-- The records --
•••

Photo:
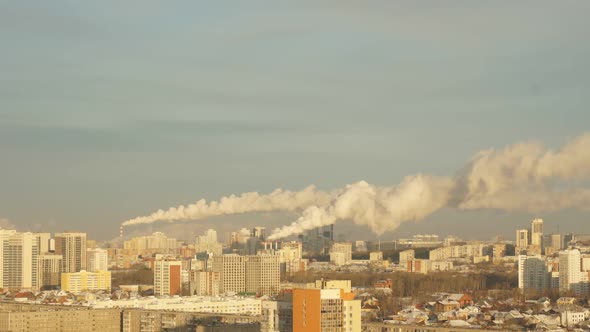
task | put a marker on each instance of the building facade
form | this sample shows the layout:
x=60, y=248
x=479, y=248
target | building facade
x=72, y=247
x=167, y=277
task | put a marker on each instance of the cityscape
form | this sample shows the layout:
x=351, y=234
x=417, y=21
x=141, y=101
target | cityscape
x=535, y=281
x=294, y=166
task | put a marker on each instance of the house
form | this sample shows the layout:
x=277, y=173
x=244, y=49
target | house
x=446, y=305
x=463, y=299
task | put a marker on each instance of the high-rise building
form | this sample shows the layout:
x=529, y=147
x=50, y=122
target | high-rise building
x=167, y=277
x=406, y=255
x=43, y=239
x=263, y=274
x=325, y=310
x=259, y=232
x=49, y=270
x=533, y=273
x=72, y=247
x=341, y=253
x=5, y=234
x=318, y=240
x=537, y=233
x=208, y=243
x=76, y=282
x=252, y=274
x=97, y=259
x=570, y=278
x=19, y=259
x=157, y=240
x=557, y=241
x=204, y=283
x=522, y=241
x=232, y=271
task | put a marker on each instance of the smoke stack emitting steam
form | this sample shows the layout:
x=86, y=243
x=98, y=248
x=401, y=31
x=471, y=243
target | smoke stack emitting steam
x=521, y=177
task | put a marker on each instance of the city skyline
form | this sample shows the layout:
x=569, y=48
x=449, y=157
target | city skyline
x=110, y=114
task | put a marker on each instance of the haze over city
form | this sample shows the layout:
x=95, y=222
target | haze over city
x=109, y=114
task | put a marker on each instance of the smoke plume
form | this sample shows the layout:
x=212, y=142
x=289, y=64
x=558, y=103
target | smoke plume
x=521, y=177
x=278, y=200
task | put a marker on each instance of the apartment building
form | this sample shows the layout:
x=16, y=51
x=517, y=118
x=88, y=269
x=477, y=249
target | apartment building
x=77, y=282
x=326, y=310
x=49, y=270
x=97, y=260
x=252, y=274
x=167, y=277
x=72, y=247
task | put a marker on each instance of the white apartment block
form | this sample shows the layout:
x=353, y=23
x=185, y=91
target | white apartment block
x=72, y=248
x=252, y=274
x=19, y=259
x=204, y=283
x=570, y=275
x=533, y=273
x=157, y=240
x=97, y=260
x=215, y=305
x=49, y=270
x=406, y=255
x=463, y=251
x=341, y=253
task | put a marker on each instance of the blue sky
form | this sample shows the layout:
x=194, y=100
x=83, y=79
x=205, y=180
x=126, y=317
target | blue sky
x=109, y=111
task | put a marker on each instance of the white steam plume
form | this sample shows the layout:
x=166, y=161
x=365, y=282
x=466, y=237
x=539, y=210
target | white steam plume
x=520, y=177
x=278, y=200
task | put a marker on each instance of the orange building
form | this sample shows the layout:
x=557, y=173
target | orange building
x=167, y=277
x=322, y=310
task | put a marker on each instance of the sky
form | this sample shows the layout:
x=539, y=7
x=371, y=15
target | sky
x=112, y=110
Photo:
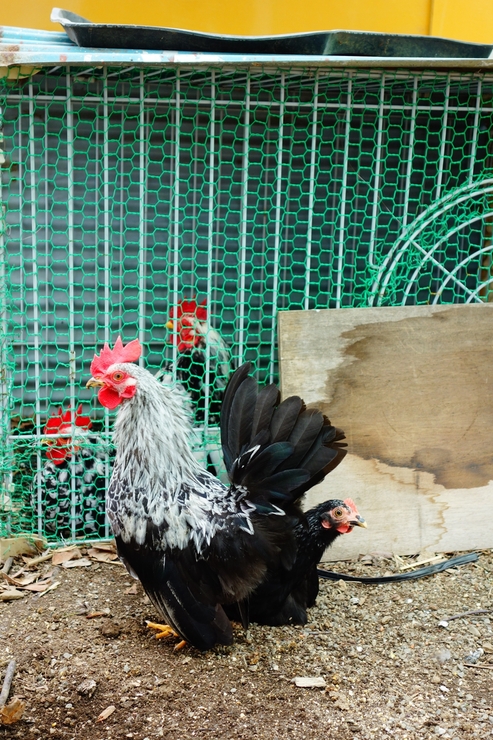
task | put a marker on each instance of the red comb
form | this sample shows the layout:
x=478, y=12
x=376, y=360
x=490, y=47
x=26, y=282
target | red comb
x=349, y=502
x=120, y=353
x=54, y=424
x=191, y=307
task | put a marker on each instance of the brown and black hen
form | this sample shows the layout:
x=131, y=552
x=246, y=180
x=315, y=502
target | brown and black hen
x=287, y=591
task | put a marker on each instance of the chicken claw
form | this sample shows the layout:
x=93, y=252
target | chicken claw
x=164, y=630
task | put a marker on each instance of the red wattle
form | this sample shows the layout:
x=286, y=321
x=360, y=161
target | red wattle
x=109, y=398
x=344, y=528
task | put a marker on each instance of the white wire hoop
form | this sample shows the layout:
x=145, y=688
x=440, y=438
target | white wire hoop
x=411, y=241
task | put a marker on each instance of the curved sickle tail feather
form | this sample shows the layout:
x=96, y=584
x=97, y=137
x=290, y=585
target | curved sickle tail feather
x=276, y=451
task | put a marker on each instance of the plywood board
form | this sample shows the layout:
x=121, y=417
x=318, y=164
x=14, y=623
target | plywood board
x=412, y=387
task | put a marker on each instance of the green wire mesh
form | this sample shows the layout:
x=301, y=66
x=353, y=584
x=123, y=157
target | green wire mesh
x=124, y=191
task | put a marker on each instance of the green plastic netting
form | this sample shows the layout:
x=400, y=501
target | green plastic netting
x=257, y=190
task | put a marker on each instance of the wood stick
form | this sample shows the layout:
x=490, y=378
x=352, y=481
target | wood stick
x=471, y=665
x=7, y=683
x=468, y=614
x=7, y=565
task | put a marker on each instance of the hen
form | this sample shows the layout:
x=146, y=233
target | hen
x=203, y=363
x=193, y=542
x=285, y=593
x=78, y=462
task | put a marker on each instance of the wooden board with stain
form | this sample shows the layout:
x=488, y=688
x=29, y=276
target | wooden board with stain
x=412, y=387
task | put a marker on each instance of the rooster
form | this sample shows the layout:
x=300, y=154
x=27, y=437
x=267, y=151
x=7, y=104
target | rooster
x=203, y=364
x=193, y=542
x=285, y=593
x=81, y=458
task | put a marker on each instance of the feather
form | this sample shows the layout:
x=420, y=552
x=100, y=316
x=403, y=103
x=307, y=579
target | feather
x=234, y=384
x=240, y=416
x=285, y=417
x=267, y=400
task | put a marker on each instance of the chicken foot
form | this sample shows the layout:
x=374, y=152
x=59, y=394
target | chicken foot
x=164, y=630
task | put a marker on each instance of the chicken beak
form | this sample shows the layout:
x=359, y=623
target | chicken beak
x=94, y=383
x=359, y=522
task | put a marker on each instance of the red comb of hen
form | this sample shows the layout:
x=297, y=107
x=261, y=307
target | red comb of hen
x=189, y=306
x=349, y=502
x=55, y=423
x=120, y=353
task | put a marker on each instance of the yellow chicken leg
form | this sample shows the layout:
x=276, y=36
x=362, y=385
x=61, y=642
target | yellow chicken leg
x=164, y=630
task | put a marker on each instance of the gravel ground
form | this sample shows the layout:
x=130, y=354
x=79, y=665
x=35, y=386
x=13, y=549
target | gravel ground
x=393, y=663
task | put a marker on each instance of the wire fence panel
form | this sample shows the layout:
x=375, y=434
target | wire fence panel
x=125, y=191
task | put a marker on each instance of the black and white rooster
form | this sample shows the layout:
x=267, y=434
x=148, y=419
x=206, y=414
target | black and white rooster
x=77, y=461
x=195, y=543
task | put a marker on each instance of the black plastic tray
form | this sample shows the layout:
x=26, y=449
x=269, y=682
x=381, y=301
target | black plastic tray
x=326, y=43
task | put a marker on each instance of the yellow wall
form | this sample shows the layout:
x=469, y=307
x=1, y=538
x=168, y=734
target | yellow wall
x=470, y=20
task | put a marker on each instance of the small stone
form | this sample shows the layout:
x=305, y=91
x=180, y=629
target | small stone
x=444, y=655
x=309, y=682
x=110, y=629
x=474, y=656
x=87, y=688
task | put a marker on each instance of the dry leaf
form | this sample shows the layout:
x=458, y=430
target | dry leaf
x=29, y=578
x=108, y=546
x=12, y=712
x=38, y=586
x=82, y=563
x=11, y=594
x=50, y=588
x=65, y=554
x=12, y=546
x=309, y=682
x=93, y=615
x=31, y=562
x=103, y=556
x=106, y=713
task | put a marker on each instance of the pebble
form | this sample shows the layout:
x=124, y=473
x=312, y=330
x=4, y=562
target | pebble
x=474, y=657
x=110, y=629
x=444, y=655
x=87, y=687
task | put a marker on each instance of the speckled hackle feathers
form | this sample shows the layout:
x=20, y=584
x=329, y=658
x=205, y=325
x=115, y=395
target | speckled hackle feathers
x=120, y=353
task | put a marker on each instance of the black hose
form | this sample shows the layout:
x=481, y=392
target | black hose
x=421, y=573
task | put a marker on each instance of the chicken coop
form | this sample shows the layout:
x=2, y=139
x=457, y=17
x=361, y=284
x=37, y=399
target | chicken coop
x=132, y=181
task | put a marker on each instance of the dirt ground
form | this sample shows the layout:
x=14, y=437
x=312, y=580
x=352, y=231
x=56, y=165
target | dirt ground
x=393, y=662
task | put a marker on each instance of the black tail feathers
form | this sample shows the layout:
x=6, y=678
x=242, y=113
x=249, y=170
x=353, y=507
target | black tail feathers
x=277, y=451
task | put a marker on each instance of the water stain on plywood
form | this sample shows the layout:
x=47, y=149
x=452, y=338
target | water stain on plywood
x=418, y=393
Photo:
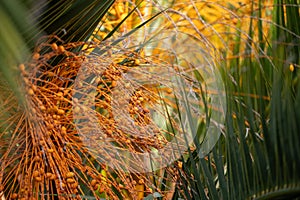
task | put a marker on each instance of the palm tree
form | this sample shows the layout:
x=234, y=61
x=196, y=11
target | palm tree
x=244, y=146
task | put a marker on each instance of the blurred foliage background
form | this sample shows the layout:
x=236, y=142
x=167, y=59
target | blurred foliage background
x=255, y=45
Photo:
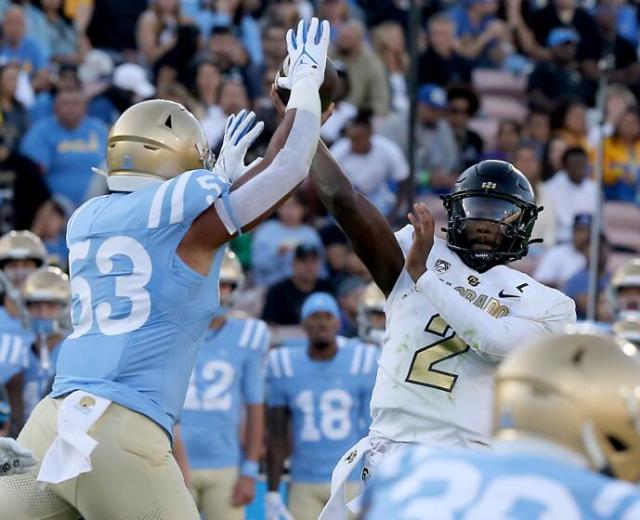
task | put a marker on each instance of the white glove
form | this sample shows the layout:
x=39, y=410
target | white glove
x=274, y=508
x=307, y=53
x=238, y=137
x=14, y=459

•••

-- Written problem --
Write out the entries above, from the line with "the green plastic netting" to the line with "x=78, y=462", including both of those lines.

-- Response --
task | put a marker on each instance of the green plastic netting
form | this sample shows the layout:
x=400, y=501
target | green plastic netting
x=257, y=190
task | put a marker on each instance of the wood stick
form | this sample shows the layout:
x=490, y=378
x=352, y=481
target | wood stick
x=471, y=665
x=7, y=683
x=468, y=614
x=7, y=565
task | put a marker on each instance of the hen
form | this sample shows the layout:
x=146, y=233
target | hen
x=203, y=363
x=193, y=542
x=285, y=593
x=78, y=462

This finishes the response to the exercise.